Segment Start: PROVIDED MATERIAL
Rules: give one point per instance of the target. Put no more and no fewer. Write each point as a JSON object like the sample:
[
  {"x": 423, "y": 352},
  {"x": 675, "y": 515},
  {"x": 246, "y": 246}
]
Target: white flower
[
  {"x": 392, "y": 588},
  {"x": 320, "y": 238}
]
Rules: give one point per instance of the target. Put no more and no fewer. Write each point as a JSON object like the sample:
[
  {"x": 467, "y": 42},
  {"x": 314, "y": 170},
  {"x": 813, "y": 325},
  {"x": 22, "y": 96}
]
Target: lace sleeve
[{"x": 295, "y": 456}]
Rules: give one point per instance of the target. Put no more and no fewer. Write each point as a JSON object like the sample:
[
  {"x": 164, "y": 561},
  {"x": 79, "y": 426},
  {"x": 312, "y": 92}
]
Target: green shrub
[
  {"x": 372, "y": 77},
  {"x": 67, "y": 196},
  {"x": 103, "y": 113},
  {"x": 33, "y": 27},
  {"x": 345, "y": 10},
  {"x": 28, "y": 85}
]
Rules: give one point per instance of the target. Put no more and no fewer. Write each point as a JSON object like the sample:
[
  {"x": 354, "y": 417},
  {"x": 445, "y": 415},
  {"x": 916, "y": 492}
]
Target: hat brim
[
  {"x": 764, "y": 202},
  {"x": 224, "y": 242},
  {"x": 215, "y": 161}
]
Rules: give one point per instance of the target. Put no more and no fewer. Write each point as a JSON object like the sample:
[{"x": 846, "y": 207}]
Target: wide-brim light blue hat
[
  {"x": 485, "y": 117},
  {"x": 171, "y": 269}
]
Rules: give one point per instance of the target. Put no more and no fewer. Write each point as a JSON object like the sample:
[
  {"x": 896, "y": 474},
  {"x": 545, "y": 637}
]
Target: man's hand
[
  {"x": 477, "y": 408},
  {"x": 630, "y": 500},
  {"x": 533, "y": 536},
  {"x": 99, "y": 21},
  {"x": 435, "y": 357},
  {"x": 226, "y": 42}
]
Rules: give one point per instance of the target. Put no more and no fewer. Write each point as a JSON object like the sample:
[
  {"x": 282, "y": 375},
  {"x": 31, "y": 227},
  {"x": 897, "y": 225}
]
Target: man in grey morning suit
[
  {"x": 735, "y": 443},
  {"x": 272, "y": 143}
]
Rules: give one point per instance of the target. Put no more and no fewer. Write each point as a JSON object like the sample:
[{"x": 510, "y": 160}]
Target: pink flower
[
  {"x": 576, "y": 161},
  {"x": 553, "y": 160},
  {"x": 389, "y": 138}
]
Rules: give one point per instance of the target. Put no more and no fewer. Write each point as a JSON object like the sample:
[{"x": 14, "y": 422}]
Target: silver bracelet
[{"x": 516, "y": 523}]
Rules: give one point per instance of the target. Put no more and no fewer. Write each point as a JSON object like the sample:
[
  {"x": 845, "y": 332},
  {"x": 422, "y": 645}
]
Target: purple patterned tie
Segment End: PROVIDED MATERIAL
=== PROBLEM ===
With nothing left out, return each entry exactly.

=== EXERCISE OUTPUT ===
Rules: give one point per instance of the target. Put no more and no fewer. Write each point as a JSON object like the sample:
[
  {"x": 423, "y": 352},
  {"x": 675, "y": 515},
  {"x": 246, "y": 246}
]
Target: white flower
[
  {"x": 392, "y": 588},
  {"x": 320, "y": 238}
]
Rules: give one point per instance of the target. Put no more and no fewer. Write each point as a JSON object like the sample:
[
  {"x": 467, "y": 42},
  {"x": 314, "y": 170},
  {"x": 813, "y": 325},
  {"x": 22, "y": 96}
]
Target: lace sleeve
[{"x": 295, "y": 456}]
Rules: give one point per instance of the target. Put no more and no fewer. Write each point as a JSON object like the sample:
[
  {"x": 164, "y": 561},
  {"x": 79, "y": 426},
  {"x": 312, "y": 92}
]
Target: green shrub
[
  {"x": 372, "y": 77},
  {"x": 67, "y": 196},
  {"x": 103, "y": 113},
  {"x": 33, "y": 27},
  {"x": 345, "y": 10},
  {"x": 28, "y": 85}
]
Rules: give one point per instance of the target. Put no more and no fewer. Write each point as a JSON object like the sample:
[
  {"x": 354, "y": 417},
  {"x": 445, "y": 415},
  {"x": 916, "y": 492}
]
Target: hat brim
[
  {"x": 764, "y": 202},
  {"x": 224, "y": 242},
  {"x": 215, "y": 161}
]
Rules: give one point per instance of the target. Put no more and no fewer. Write each point as a JSON object like the sample:
[{"x": 846, "y": 207}]
Target: wide-brim light blue hat
[
  {"x": 485, "y": 117},
  {"x": 171, "y": 269}
]
Rules: give one point per instance of the target. Put no more and no fewer. Write each point as a JSON object like the sample:
[
  {"x": 896, "y": 474},
  {"x": 545, "y": 637}
]
Target: man's hand
[
  {"x": 477, "y": 408},
  {"x": 630, "y": 500},
  {"x": 533, "y": 536},
  {"x": 99, "y": 21},
  {"x": 435, "y": 357},
  {"x": 226, "y": 42}
]
Rules: give one point per instance of the target. Put no more and no fewer. Write each point as a JSON object like the sample:
[
  {"x": 282, "y": 375},
  {"x": 31, "y": 227},
  {"x": 897, "y": 225}
]
Target: man in grey morning suit
[
  {"x": 735, "y": 443},
  {"x": 272, "y": 143}
]
Rules: give one point per instance of the target. Put no more and no fewer. Write each point as a JSON object like the sample:
[{"x": 510, "y": 160}]
Target: pink flower
[
  {"x": 576, "y": 161},
  {"x": 553, "y": 160},
  {"x": 389, "y": 138}
]
Rules: give one point per instance of the target. Put no more and no fewer. Write each point as a JSON object like the sample:
[{"x": 14, "y": 422}]
Target: silver bracelet
[{"x": 516, "y": 523}]
Rules: give one point per instance of the target. Put no more and no fewer. Write each point as a JSON object like the sample:
[
  {"x": 845, "y": 332},
  {"x": 422, "y": 645}
]
Target: purple patterned tie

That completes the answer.